── Vorliegender Text

Nun gut, dann habe ich eben mit Wireshark mal nachgeguckt was da eigentlich abgeht:
LAN-Schnittstelle eines Windows 10-Systems am NT:
Interessant, also der DHCP-Server bietet nach 5 Versuchen tatsächlich ein Offer an. Dann muss der DHCP-Client zweimal requesten um wieder eine Reaktion vom DHCP-Server zu erhalten, doch dieser Antwortet mit einem DHCP NAK, er zieht das Angebot also zurück, warum auch immer. Das ganze wiederholt sich bis der DHCP-Client aufgibt.
Zwischenfazit:
- Die Fritzbox zeigt keine IP-Konfiguration im Online-Monitor an
- Die Fritzbox selbst kann jedoch mit dem SIP-Server kommunizieren,
- ICMPv4 Traceroutes von an der Box angeschlossenen Clients kommen nur bis zur Fritzbox
- das DHCP Request des Windows 10 Systems wird vom DHCP Server abgewiesen.
Nun wollte ich herausfinde, warum um alles in der Welt die Kommunikation zwischen Fritzbox und SIP-Server funktionierte. Zum Glück können Fritzboxen den IP-Verkehr auf den Schnittstellen mitschneiden.
Dies ist der DHCP-Prozess zwischen Fritzbox und DG DHCP-Server:
Und siehe da, der DHCP-Prozess läuft zumindest durch und die Fritzbox erhält eine Adresse (100.92.29.106), auch wenn sie dies im Online-Monitor nicht zugeben mag. Und mit dieser findet die Kommunikation mit dem SIP-Server statt.

────

> Arbeitsaufträge:
a. Zähle alle Punkte auf, die der Text über die Fritzbox unter „Zwischenfazit:“ festhält.
b. Welche Adresse erhält die Fritzbox laut dem Text über die Fritzbox im DHCP-Prozess?
c. Führe den Text über die Fritzbox im Anschluss an seinen letzten Satz weiter.

── Die Daten

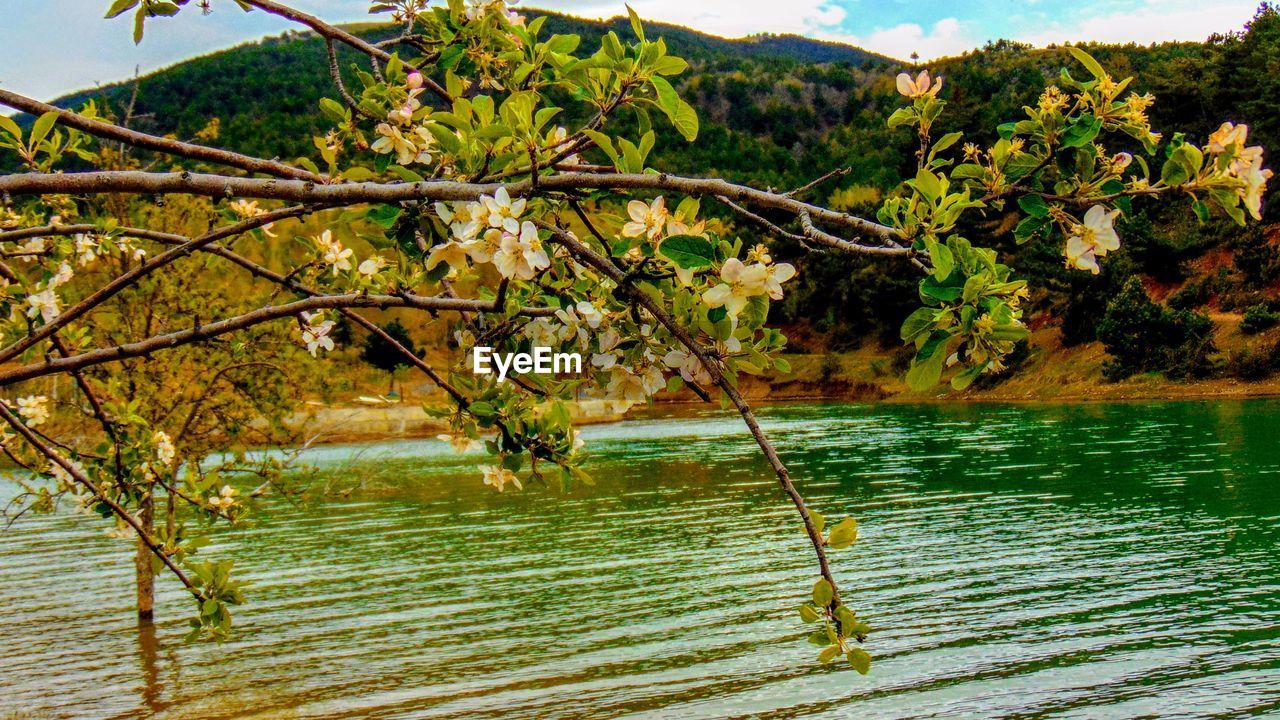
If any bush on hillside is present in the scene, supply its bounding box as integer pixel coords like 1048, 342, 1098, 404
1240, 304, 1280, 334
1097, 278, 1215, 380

────
── Die Daten

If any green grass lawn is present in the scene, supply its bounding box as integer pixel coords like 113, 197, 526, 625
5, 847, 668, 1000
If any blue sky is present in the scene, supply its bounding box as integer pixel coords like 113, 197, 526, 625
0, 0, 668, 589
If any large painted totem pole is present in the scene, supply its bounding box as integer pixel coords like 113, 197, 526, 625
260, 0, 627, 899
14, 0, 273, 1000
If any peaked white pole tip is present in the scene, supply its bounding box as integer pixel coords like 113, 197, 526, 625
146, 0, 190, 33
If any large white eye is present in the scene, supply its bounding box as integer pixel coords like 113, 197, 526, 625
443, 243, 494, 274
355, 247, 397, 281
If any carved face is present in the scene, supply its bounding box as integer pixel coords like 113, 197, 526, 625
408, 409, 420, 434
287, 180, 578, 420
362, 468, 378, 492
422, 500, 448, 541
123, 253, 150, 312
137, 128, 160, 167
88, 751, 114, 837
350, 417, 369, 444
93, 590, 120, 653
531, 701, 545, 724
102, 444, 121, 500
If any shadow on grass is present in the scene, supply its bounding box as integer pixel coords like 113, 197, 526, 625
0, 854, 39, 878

────
── Die Daten

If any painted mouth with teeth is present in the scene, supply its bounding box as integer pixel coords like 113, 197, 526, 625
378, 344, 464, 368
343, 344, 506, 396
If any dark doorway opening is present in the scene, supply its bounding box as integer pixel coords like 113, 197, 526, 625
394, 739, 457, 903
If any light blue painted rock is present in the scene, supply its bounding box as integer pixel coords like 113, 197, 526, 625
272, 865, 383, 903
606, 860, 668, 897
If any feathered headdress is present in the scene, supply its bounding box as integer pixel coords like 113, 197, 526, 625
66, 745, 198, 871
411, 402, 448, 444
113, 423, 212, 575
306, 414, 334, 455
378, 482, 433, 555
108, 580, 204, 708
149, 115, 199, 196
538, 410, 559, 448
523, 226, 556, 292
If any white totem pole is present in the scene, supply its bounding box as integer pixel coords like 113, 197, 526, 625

────

> Lösungen:
a.
- Die Fritzbox zeigt keine IP-Konfiguration im Online-Monitor an.
- Die Fritzbox selbst kann jedoch mit dem SIP-Server kommunizieren.
- ICMPv4 Traceroutes von an der Box angeschlossenen Clients kommen nur bis zur Fritzbox.
- Das DHCP Request des Windows 10 Systems wird vom DHCP Server abgewiesen.

b. Die Fritzbox erhält die Adresse 100.92.29.106.

c.
Wie ihr seht, ein ziehmlich seltsames Fehlerbild was da sowohl die Fritzbox als auch der DG-DHCP-Server abgeben. Ich vermute derzeit, dass das DHCP Offer des DG-DHCP-Server nicht ganz sauber ist und die Fritzbox dadurch so aus dem Takt bringt, dass sie das beschriebene Fehlerbild zeigt. Aber dafür kenne ich mich leider nicht gut genug mit den DHCP Flags aus. Ist zufällig ein DHCP-Experte hier ? Ich lasse gerne die Paketaufzeichnungen vollständig zukommen. Auf IPv6-Ebene passiert übrings seitens DG garnichts. Das Windows 10 System und die Fritzbox senden zwar ein Router Solicitation, erhalten aber kein Router Advertisment.
...Wie gerne ich doch mal ein Blick in die Routing Table und die NAT Table der Fritzbox werfen würde, aber da kommt man ja nicht dran.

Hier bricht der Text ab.